### Try it
From the first line to the last, return the data exactly as written.
[Records to use — start]
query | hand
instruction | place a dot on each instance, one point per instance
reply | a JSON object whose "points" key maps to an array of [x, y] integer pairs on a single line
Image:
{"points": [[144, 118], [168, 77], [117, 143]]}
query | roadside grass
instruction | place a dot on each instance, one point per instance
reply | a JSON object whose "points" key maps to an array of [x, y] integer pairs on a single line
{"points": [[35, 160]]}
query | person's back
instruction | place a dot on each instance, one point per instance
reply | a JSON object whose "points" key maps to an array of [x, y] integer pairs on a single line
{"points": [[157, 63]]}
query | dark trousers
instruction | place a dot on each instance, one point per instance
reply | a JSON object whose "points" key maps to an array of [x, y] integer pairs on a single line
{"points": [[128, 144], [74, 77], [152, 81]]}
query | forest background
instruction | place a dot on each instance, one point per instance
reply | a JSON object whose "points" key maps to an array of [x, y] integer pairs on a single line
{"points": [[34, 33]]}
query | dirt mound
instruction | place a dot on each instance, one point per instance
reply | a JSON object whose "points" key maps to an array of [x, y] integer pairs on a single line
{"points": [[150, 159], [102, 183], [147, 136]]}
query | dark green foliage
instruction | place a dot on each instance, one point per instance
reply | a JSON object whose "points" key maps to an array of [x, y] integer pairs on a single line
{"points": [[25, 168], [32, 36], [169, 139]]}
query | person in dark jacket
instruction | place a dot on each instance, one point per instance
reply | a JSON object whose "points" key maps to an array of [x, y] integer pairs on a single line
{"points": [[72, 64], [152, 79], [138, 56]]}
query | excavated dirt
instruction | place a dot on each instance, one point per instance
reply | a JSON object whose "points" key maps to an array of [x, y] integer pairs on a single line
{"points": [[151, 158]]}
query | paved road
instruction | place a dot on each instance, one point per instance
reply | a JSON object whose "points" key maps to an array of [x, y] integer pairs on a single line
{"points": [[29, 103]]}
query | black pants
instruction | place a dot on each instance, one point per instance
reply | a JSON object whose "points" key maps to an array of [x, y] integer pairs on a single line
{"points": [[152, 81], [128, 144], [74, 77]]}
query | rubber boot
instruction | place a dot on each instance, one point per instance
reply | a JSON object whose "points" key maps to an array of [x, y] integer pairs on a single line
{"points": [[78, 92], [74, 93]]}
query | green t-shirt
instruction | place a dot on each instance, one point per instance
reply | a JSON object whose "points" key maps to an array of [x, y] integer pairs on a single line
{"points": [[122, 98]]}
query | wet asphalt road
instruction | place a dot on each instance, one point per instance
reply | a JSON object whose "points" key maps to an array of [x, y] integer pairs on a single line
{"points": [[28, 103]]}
[Records to use — finish]
### Exercise answer
query | hand
instruction | place a dot on each instance, one point per instance
reply | a JSON object whose "points" key maps to an array of [x, y] integer pairs on a single line
Image:
{"points": [[144, 118], [168, 77], [117, 143]]}
query | roadside grass
instruction | place a dot on each instance, one point per instance
reply | a JSON object whose "points" key maps to an array of [x, y] integer pairs on a single line
{"points": [[35, 160]]}
query | person's back
instruction | place a dot on each instance, one point per instance
reply | a JSON object whose "points" key maps to an array of [x, y] integer pairs on a single line
{"points": [[157, 63]]}
query | dark trousers
instruction | place a dot on each instance, one point per instance
reply | a JSON object whose "points" key maps to an array of [x, y] integer pairs on a single line
{"points": [[128, 144], [74, 77], [152, 81]]}
query | forest background
instruction | place a dot on each instance, one point per instance
reply | a JSON object whose "points" key maps to an array of [x, y] integer pairs on a single line
{"points": [[34, 33]]}
query | dirt mound
instruction | place a dot on each instance, one point per instance
reply | a JSON object whose "points" key maps to an array of [x, y] integer pairs on a single line
{"points": [[150, 159], [102, 183], [147, 136]]}
query | dark green foliage
instruction | place a dot on each instance, one point per instance
reply | a JSON object whose "points" key maps to an array of [x, y] integer pairs on a single line
{"points": [[25, 168], [32, 36], [169, 139]]}
query | person in dark jacket
instruction | place a dot on each instance, one point per instance
reply | a JSON object whose "points" key maps to an array of [x, y] integer pairs on a single line
{"points": [[72, 64], [152, 79], [138, 56]]}
query | excavated dirt
instruction | place a dot on each instance, one point per instance
reply | a JSON object whose "points" key maps to an array of [x, y] integer pairs on a single line
{"points": [[151, 158]]}
query | paved road
instruction | place a dot on each instance, one point per instance
reply | a JSON object whose "points" key maps to an array of [x, y] integer pairs on a single line
{"points": [[29, 103]]}
query | black pants
instruction | place a dot on each instance, one point per instance
reply | a JSON object whose "points" key maps to an array of [x, y] integer pairs on a single line
{"points": [[152, 81], [128, 144], [74, 77]]}
query | rubber boot
instruction | place a dot on each instance, one point per instance
reply | a JSON object whose "points" key maps to an array of [x, y] integer pairs on a single line
{"points": [[78, 92], [74, 93]]}
query | green t-shirt
instruction | place a dot on each instance, one point per instance
reply | a JSON object whose "points" key maps to an array of [x, y] integer pairs on a single line
{"points": [[122, 98]]}
query | wet asphalt road
instruction | place a dot on each instance, one point per instance
reply | a JSON object whose "points" key maps to an array of [x, y] integer pairs on a single line
{"points": [[28, 103]]}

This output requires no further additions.